▶ _Available data_
-.-.-
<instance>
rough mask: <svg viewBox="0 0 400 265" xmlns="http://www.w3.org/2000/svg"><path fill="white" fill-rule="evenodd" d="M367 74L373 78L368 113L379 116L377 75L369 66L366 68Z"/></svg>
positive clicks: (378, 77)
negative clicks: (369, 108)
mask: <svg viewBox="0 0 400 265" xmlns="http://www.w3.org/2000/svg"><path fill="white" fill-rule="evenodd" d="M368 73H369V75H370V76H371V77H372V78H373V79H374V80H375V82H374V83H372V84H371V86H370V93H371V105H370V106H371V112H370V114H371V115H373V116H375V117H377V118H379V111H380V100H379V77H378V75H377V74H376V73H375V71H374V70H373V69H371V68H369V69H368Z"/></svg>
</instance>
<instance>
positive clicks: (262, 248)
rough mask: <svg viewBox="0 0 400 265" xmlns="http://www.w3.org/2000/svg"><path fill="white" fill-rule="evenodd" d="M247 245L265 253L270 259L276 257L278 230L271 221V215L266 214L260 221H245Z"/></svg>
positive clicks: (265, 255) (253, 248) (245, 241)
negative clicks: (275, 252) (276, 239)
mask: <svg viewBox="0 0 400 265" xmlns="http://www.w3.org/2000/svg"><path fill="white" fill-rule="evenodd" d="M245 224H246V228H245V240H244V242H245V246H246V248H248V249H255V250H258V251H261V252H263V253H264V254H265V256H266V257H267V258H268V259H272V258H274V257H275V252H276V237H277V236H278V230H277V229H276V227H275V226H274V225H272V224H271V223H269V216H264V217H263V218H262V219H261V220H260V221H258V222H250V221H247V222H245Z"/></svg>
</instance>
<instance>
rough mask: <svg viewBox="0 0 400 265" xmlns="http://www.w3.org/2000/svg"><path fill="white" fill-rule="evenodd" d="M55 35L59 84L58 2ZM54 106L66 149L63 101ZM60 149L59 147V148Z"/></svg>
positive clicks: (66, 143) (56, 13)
-.-.-
▶ _Task description_
Write out every line of the entries that holds the word "positive".

▶ _Result of the task_
positive clicks: (378, 77)
positive clicks: (262, 248)
positive clicks: (265, 255) (253, 248) (245, 241)
positive clicks: (66, 143) (56, 13)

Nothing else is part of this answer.